Saved entries =
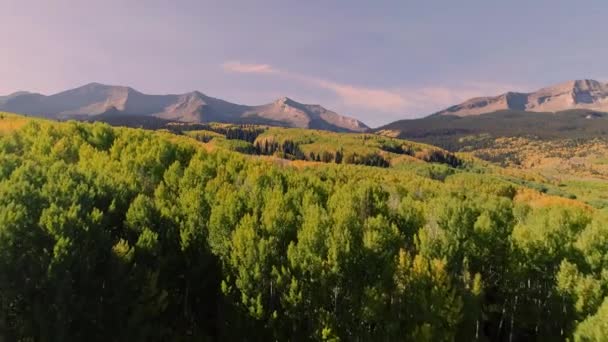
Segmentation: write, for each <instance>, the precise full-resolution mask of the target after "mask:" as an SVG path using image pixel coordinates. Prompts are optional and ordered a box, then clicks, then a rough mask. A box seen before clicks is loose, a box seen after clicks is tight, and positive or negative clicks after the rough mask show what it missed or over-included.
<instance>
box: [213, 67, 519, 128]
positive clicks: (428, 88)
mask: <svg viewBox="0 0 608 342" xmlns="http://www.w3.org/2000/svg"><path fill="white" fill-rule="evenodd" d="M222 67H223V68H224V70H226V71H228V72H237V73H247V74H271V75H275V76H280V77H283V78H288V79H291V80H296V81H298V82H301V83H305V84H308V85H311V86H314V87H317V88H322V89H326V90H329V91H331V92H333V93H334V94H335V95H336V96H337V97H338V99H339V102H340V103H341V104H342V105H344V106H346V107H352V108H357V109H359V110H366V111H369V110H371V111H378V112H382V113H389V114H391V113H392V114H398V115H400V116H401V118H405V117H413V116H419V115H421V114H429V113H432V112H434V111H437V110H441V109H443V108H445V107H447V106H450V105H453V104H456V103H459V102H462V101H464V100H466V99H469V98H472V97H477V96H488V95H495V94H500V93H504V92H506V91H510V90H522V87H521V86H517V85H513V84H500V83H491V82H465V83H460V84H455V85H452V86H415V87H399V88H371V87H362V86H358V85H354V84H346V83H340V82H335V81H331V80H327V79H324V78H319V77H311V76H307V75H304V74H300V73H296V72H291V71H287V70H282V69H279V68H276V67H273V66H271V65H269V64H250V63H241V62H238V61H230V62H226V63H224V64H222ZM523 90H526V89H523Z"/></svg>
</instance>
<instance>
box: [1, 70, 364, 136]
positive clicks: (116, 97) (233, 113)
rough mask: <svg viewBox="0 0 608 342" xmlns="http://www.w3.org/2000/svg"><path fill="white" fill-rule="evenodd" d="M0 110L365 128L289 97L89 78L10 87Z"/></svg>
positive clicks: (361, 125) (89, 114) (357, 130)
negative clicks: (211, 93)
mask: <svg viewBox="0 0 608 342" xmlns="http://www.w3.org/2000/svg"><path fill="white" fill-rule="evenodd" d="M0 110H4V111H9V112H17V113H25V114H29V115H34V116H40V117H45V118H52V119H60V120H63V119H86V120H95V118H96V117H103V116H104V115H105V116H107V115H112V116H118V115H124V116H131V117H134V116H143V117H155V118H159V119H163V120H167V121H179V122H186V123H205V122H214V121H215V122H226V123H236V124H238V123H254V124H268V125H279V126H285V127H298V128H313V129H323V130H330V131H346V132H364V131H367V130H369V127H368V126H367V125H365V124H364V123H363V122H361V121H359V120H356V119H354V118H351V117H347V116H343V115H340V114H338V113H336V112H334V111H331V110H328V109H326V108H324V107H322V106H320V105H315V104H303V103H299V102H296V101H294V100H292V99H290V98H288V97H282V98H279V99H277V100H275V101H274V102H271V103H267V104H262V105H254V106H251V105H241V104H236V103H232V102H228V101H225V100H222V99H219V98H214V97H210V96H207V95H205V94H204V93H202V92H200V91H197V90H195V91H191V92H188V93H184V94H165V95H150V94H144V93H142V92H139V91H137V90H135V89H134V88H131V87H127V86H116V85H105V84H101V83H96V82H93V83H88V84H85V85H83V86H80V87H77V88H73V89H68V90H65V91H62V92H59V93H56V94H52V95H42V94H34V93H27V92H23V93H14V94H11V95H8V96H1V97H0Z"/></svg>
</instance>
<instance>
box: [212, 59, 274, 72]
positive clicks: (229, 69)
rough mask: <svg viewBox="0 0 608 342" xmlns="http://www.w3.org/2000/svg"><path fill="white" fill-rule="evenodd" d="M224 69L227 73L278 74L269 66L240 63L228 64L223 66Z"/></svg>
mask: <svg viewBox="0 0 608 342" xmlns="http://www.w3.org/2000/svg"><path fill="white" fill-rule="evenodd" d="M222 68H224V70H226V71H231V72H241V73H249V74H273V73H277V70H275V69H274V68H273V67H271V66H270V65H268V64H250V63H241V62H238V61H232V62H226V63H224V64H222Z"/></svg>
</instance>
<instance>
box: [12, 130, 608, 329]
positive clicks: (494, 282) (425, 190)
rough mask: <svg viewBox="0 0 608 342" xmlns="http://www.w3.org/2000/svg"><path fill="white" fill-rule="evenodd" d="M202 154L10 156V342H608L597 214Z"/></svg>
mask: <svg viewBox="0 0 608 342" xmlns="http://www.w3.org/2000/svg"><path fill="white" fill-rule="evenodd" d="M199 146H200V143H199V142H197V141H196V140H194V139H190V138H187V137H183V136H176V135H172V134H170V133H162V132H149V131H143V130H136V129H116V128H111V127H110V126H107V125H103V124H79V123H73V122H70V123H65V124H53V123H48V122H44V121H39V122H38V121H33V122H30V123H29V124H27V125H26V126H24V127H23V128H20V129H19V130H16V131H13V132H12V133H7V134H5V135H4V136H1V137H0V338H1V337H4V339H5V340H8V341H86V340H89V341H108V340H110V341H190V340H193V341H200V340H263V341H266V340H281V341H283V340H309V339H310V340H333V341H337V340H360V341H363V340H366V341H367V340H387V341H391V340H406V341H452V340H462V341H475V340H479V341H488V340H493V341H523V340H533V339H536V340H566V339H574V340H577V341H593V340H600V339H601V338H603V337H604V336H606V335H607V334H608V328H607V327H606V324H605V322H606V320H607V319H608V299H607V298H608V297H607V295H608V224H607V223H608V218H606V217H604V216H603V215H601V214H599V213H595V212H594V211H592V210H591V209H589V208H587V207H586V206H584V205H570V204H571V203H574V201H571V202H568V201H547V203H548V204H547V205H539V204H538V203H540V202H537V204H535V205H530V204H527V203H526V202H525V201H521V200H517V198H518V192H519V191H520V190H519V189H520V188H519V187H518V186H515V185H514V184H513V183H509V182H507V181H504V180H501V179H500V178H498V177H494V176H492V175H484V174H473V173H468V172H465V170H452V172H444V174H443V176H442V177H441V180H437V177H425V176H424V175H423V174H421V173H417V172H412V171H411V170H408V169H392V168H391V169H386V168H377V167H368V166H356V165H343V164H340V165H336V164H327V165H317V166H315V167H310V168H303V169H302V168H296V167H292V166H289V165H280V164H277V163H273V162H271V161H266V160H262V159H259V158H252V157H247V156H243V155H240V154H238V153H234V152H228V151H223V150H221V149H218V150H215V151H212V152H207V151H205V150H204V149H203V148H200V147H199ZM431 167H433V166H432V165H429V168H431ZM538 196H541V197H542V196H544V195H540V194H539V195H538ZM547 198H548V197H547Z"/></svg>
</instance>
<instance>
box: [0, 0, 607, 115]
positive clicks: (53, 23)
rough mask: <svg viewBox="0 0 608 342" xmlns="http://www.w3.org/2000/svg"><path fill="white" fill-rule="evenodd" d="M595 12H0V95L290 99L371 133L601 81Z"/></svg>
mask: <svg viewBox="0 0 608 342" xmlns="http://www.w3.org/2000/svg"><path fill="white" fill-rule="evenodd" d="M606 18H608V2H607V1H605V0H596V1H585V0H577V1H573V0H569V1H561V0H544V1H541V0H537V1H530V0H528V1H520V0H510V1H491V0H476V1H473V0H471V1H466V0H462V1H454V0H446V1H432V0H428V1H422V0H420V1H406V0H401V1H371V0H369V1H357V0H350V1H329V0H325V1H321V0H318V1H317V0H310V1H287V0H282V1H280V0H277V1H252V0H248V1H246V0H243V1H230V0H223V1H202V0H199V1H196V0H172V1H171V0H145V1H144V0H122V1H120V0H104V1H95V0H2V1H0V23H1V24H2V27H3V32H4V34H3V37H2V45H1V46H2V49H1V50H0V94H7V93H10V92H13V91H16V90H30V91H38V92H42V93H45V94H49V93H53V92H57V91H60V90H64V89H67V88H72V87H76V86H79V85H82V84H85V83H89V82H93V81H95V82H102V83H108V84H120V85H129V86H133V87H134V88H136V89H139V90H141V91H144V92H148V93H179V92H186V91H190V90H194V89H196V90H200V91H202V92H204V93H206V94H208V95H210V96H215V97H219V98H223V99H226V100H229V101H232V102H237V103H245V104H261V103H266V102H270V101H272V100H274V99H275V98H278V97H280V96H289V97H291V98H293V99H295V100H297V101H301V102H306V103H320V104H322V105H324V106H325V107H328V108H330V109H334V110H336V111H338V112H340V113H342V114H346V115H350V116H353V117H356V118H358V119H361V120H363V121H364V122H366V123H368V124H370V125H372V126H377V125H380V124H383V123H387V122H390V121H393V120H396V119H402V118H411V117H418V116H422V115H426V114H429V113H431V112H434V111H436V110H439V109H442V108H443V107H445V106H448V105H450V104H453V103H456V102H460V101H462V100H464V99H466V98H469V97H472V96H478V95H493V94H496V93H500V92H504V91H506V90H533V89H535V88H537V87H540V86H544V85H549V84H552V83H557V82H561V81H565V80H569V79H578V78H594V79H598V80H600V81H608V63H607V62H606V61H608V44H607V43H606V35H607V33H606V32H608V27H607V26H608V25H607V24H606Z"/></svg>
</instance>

Work to be completed = Copy the lines from the beginning of the items through the line containing "positive clicks: (428, 88)", swapping "Prompts" for "Hints" and changing nothing else. Leave the pictures out.

Written response =
Segmentation: write, for each <instance>, the precise full-resolution mask of the target after "mask:" as an SVG path using image pixel coordinates. Hints are optional and ordered a box, then clicks, then a rough mask. A box seen before clicks is loose, a box seen after clicks is tight, and positive or negative clicks after the rough mask show what it missed or over-included.
<instance>
box: [213, 67, 519, 128]
positive clicks: (428, 88)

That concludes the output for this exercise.